> _Set exercise_: Reproduce the complete listing without any deviation.

> _Raw records_:
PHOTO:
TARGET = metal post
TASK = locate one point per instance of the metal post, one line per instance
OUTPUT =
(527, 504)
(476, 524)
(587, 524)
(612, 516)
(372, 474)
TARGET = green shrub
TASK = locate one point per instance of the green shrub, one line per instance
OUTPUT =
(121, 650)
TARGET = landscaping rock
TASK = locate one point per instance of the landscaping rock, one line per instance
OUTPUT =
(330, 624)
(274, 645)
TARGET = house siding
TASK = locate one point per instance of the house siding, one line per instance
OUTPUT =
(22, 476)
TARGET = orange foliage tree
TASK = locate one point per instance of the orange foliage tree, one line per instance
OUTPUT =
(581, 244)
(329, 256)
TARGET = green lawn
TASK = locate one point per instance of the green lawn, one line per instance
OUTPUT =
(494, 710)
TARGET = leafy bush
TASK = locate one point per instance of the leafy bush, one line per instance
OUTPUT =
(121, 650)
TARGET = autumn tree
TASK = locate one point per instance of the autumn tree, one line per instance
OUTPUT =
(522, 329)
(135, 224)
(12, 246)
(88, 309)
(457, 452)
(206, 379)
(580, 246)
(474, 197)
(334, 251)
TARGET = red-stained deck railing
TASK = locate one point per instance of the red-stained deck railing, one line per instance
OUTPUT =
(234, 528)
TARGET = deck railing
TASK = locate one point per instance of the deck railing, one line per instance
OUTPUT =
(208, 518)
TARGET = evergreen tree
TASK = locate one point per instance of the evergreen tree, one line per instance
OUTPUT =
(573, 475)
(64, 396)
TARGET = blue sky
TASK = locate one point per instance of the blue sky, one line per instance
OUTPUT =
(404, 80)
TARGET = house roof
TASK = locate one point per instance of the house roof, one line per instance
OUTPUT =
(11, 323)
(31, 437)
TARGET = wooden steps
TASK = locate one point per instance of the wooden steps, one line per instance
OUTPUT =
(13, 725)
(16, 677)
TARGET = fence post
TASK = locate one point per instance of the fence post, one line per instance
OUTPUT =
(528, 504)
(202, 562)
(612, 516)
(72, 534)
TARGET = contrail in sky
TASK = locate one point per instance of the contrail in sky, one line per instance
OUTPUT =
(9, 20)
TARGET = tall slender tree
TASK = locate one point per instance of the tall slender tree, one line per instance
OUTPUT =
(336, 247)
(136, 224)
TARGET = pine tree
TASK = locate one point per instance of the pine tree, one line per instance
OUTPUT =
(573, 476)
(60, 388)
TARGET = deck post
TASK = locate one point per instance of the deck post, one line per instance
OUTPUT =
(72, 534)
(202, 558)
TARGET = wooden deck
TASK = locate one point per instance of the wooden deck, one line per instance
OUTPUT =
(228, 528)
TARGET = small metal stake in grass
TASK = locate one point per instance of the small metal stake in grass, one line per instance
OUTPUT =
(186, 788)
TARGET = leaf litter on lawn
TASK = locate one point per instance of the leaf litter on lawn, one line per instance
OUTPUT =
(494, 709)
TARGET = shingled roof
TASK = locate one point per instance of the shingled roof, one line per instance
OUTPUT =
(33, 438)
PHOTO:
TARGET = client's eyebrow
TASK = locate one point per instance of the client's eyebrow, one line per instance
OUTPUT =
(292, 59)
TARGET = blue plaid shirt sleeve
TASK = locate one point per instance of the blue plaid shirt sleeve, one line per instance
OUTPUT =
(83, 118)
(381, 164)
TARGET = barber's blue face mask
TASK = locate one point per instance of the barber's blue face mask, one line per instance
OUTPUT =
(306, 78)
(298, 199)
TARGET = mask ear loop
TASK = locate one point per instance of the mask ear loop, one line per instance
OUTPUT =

> _Exercise solution_:
PHOTO:
TARGET = metal post
TASK = locate one point per instance of the metal post, one line per instance
OUTPUT =
(527, 504)
(476, 524)
(587, 524)
(612, 516)
(372, 474)
TARGET = green shrub
TASK = locate one point per instance of the green shrub, one line per instance
OUTPUT =
(121, 650)
TARGET = landscaping rock
TASK = locate one point per instance of the landscaping rock, one line per instance
OUTPUT =
(330, 624)
(274, 645)
TARGET = house siding
TASK = locate one point per instance of the house siding, one line per instance
OUTPUT =
(22, 476)
TARGET = orange foliage tree
TASK = locate one point per instance of the orange foliage tree, one line per instance
OUTPUT =
(581, 244)
(329, 256)
TARGET = green lawn
TASK = locate one point per instance of the green lawn, one line per instance
OUTPUT =
(494, 710)
TARGET = leafy bush
TASK = locate one point per instance of the leafy bush, one line per instance
OUTPUT =
(121, 650)
TARGET = autumn tree
TASK = locate one point per instance of the autumn tree, one line per instance
OUTPUT =
(522, 329)
(135, 224)
(12, 246)
(88, 309)
(457, 452)
(206, 379)
(580, 246)
(474, 197)
(334, 251)
TARGET = red-stained deck railing
TASK = locate one point per instance of the red-stained deck railing, one line per instance
OUTPUT =
(234, 528)
TARGET = deck railing
TASK = locate one point per instance of the deck railing, one line per instance
OUTPUT =
(208, 518)
TARGET = evergreen tree
TASK = locate one point per instance of the evergreen tree, one line per instance
OUTPUT =
(573, 475)
(64, 396)
TARGET = blue sky
TASK = locate one point per instance of the blue sky, one line per instance
OUTPUT =
(404, 80)
TARGET = house roof
TASK = locate one point per instance of the house roof, one line per instance
OUTPUT =
(11, 323)
(31, 437)
TARGET = wooden steps
TASK = locate one point per instance of the wooden steps, one line per instance
OUTPUT =
(13, 725)
(16, 677)
TARGET = fence post
TASK = locate one point per instance of the fence post, one line per instance
OUTPUT =
(528, 504)
(202, 562)
(612, 516)
(72, 534)
TARGET = contrail in sky
TASK = locate one point per instance of the contrail in sky, one line per instance
OUTPUT =
(9, 20)
TARGET = tall slender tree
TASK = locate one point per instance of the tall slender tree, one line per instance
OUTPUT =
(336, 247)
(136, 224)
TARGET = pine tree
TASK = locate one point per instance of the pine tree, one line per instance
OUTPUT =
(573, 476)
(60, 388)
TARGET = deck post
TASK = locate one point per instance of the deck post, one line per instance
OUTPUT =
(72, 534)
(202, 558)
TARGET = wooden deck
TASK = locate one point per instance of the wooden deck, one line per instance
OUTPUT =
(228, 528)
TARGET = small metal stake in grass
TASK = locate one point per instance of the small metal stake in grass, one line per instance
OUTPUT =
(186, 788)
TARGET = leaf litter on lawn
TASK = locate one point per instance of the leaf litter on lawn, one line per instance
OUTPUT =
(494, 709)
TARGET = shingled roof
TASK = locate one point per instance of the shingled roof, one line per instance
OUTPUT =
(33, 438)
PHOTO:
TARGET = client's eyebrow
TASK = locate one point per instance of the client's eyebrow, one line per instance
OUTPUT =
(292, 59)
TARGET = blue plaid shirt sleeve
TASK = locate one point per instance of the blue plaid shirt sleeve, one line per instance
OUTPUT =
(83, 118)
(381, 164)
TARGET = barber's blue face mask
TASK = locate one point per instance of the barber's blue face mask, one line per instance
OUTPUT =
(306, 78)
(298, 199)
TARGET = mask ear loop
TASK = locate one point per instance of the mask ear loop, one line per instance
OUTPUT =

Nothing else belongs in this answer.